Supplied data:
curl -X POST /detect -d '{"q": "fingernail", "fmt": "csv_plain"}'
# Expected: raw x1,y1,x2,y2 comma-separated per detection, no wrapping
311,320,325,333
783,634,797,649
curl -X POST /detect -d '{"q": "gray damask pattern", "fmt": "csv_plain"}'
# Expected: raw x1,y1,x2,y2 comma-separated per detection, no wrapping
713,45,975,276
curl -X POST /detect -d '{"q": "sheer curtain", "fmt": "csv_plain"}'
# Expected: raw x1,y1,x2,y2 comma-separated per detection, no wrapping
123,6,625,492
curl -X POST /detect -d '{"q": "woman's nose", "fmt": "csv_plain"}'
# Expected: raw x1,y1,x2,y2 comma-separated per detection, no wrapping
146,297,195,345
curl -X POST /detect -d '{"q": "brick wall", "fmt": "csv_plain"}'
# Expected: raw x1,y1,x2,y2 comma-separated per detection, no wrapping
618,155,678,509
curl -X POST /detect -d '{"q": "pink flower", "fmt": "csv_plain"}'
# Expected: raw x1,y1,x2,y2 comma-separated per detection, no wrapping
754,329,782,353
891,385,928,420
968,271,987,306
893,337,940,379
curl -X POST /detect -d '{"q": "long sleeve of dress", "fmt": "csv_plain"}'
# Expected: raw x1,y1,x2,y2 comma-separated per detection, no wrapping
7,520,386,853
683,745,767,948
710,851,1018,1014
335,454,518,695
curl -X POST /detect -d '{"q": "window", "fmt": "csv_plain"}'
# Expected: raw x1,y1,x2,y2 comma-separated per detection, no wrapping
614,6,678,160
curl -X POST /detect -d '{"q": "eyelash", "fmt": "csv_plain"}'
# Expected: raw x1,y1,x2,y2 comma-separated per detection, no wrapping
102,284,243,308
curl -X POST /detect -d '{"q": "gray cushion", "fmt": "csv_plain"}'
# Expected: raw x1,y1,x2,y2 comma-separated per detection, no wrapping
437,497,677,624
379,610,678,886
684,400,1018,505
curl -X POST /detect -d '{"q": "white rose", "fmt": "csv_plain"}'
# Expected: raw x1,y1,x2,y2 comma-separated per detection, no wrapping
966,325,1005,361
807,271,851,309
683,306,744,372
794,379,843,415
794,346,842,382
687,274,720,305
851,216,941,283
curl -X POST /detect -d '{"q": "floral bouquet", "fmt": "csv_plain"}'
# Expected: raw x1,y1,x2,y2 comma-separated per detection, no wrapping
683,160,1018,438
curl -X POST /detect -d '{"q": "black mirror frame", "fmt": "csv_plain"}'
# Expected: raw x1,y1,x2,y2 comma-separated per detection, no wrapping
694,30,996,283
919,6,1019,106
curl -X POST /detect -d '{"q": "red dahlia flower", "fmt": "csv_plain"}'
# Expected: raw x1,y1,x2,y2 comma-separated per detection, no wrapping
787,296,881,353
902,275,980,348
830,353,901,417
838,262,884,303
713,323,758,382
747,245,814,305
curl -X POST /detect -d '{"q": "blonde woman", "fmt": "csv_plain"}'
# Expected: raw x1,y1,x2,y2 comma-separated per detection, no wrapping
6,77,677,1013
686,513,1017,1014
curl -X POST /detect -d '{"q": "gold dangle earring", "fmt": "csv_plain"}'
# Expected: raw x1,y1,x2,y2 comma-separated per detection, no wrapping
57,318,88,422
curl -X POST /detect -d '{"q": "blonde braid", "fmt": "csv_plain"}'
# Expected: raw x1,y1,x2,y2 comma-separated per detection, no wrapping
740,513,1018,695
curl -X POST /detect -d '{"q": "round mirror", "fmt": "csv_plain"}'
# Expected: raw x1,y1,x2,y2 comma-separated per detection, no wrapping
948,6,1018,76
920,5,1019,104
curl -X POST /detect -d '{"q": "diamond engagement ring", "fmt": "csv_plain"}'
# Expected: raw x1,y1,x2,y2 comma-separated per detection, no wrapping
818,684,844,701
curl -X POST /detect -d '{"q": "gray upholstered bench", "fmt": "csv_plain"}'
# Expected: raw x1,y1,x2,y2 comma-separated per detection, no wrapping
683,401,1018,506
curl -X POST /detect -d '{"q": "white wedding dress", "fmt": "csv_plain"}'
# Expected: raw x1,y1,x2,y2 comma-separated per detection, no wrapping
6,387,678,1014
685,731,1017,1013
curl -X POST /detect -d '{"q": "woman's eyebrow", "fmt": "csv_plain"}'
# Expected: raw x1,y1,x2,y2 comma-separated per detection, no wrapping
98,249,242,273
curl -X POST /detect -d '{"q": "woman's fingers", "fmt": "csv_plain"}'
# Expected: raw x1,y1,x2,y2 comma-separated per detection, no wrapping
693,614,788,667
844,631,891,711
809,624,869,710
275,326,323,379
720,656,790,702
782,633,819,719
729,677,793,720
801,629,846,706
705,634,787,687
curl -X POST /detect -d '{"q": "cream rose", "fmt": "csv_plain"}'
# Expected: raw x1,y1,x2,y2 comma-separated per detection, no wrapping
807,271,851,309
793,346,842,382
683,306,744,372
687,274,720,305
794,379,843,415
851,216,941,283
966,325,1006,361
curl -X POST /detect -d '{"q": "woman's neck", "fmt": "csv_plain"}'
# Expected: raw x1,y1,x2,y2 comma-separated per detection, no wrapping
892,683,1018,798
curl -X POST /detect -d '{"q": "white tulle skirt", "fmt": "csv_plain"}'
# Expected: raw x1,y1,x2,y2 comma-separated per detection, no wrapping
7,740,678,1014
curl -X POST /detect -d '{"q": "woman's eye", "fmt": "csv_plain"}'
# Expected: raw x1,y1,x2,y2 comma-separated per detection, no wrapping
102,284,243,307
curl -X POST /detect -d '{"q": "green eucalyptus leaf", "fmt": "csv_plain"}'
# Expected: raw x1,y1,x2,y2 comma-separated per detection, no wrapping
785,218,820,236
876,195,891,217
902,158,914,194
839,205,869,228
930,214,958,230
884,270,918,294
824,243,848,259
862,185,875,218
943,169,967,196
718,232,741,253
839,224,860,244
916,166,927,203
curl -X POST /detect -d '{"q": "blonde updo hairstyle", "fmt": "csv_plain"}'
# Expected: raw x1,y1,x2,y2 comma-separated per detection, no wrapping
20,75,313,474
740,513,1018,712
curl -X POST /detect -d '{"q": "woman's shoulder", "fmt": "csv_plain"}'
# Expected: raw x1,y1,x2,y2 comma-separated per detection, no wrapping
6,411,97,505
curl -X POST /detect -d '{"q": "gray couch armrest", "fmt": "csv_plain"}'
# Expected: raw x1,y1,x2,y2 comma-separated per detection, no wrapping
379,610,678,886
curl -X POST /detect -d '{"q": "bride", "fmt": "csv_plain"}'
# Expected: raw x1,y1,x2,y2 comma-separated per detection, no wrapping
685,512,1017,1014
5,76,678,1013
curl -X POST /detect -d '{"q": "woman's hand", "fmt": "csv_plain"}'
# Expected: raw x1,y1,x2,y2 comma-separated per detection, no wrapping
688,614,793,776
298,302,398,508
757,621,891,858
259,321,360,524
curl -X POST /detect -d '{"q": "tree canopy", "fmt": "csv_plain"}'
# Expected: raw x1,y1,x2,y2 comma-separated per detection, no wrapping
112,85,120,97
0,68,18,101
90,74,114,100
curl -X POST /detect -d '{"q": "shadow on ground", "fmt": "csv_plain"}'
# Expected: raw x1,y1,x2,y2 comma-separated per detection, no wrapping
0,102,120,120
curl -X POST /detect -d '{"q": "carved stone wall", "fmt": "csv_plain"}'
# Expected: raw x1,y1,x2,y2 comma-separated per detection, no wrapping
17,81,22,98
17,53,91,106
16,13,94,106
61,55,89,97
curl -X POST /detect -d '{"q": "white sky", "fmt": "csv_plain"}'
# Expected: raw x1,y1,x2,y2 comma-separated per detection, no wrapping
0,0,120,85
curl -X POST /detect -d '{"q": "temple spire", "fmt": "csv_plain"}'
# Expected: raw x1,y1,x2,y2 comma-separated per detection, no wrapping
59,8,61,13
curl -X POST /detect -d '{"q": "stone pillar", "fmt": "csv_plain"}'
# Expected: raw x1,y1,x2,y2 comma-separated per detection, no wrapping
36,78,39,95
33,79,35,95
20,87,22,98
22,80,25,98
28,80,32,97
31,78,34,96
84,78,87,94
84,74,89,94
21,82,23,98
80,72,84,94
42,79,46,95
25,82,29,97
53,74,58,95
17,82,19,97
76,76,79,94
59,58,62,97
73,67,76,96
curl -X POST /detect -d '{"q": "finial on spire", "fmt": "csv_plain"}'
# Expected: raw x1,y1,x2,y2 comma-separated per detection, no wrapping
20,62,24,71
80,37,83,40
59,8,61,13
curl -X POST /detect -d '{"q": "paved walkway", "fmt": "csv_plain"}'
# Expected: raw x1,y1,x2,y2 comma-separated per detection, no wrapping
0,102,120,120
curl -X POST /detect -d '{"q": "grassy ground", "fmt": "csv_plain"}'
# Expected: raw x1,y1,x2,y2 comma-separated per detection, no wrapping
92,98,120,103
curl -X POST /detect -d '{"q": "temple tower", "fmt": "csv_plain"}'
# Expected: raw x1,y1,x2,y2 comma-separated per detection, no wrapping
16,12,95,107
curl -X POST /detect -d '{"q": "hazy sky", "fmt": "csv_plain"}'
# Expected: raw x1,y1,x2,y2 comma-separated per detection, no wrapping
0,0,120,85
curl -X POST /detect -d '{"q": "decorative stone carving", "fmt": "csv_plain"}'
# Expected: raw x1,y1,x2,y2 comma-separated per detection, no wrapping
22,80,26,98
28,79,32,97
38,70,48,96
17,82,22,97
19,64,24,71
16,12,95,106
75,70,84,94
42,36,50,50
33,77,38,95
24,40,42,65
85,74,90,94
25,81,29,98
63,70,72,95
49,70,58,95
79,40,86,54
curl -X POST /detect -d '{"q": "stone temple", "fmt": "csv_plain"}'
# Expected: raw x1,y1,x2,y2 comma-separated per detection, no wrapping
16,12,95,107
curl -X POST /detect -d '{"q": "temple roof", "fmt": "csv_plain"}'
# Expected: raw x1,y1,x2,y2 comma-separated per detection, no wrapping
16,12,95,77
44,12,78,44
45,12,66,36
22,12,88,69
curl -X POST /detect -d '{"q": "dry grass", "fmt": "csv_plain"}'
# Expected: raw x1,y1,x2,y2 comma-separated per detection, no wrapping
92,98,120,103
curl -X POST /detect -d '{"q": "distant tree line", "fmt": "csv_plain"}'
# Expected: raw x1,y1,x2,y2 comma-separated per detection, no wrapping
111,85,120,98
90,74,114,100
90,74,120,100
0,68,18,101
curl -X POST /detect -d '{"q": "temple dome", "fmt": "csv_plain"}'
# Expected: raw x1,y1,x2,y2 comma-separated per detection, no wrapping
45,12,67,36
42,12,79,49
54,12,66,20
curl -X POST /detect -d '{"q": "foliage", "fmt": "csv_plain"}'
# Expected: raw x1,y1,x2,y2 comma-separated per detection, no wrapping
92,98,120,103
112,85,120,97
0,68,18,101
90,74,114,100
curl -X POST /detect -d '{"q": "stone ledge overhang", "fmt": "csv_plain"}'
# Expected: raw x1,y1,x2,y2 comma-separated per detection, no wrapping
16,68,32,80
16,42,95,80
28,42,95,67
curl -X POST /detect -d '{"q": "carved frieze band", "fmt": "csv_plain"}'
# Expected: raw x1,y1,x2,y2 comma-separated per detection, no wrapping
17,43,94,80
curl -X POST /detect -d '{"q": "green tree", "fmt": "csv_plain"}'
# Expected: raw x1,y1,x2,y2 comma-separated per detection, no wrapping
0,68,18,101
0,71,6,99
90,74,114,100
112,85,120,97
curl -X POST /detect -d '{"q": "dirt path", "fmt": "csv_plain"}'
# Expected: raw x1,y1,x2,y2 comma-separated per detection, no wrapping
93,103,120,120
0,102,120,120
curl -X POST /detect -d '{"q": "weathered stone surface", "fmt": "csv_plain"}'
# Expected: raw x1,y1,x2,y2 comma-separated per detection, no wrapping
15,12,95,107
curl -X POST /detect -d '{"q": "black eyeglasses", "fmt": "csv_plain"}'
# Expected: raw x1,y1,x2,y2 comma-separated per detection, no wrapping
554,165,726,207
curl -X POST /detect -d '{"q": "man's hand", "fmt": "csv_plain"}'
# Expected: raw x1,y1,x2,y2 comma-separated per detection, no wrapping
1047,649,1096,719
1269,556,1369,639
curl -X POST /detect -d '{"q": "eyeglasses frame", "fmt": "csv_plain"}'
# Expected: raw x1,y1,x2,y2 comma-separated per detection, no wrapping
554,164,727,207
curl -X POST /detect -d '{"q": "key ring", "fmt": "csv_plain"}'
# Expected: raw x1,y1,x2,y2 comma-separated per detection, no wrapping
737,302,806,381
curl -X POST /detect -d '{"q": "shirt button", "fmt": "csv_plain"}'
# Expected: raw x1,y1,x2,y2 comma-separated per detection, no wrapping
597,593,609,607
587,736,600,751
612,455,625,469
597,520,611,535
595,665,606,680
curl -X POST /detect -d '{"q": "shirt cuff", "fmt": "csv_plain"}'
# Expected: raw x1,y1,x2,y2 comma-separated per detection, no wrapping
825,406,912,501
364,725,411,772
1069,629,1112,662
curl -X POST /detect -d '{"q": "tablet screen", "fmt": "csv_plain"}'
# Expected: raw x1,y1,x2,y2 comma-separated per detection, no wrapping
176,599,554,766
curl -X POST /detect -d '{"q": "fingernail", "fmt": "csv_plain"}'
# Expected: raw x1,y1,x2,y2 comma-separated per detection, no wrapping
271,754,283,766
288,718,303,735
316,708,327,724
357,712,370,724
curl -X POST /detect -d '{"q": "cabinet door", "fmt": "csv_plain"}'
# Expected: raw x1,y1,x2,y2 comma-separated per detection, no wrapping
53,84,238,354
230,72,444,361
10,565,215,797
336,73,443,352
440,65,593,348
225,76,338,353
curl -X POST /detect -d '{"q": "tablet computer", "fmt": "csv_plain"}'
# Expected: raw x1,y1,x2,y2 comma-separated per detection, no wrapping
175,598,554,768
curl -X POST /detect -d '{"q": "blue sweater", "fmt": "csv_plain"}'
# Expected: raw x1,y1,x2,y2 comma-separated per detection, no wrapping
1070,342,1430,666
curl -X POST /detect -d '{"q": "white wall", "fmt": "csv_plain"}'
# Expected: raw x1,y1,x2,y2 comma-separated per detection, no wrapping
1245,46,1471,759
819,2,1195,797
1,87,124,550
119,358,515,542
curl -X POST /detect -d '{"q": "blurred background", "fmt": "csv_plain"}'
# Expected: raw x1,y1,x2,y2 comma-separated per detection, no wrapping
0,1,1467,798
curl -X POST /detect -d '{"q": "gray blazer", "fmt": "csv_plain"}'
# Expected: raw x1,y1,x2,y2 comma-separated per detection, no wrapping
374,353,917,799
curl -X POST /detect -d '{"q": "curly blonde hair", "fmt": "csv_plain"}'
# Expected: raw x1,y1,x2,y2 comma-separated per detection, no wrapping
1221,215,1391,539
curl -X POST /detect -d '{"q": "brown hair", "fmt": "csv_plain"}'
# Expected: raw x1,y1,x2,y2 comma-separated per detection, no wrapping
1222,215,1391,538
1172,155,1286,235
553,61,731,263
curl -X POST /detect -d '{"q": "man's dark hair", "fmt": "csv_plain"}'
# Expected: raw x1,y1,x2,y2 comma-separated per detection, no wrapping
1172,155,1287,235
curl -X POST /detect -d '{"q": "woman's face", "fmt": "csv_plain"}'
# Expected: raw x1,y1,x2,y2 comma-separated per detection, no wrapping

Assigned task:
Your reply must be one number, namely the count of lines above that hold the string "white".

Result of the exercise:
5